→ **What you should do**: Your task is to restate word for word the line containing "Target: palais de justice building" and each line that follows it in the listing, and only those.

→ **Extracted information**:
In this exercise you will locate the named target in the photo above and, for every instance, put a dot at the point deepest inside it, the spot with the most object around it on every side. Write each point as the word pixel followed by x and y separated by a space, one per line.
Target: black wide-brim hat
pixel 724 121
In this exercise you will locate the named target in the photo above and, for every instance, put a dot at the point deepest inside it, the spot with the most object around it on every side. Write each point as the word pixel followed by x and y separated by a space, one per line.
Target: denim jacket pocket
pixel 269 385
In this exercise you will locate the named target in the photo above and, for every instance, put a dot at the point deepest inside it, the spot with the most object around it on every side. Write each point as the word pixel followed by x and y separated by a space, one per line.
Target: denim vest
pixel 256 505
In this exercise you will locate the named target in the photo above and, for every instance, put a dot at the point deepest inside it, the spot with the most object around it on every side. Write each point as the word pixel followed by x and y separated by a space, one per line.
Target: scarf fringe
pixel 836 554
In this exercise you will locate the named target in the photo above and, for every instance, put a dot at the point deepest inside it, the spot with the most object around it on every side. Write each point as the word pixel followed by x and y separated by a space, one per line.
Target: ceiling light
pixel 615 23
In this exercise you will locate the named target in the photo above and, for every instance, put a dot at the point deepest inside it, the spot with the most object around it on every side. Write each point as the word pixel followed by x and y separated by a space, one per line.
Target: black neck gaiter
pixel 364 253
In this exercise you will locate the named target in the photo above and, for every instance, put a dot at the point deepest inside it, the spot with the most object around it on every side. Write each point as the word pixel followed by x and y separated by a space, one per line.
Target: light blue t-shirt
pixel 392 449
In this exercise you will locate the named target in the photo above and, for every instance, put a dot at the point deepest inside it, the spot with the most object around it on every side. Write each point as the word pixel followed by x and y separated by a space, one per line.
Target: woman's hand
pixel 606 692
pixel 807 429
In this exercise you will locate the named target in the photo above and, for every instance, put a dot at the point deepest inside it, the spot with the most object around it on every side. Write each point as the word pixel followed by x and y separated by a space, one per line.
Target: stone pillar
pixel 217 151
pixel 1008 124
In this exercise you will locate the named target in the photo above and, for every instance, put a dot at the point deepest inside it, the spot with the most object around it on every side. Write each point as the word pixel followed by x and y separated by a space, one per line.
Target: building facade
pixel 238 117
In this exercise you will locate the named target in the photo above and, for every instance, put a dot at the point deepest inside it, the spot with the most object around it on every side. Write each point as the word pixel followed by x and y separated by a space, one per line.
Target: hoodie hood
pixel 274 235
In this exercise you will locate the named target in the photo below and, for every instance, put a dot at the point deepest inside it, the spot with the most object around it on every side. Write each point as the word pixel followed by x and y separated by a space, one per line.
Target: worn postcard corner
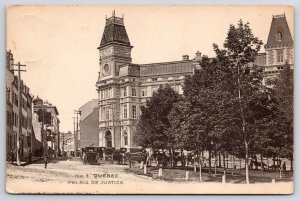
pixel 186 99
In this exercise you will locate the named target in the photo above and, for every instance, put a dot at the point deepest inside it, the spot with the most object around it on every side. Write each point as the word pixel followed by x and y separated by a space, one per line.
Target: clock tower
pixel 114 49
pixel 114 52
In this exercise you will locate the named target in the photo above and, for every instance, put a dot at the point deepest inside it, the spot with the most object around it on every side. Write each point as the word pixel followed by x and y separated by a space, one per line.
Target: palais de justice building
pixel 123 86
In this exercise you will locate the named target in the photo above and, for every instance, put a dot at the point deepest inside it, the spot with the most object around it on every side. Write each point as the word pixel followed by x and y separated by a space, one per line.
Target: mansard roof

→ **Reply to the exercise**:
Target: palais de justice building
pixel 123 86
In this exercise you will locate the named target in the photo above and, for every instance, put a dot at the point deepest inside it, the spot with the most object around it on every side. Write each point as the word pixel followed by x and y separated by a space, one per line.
Target: mansard roof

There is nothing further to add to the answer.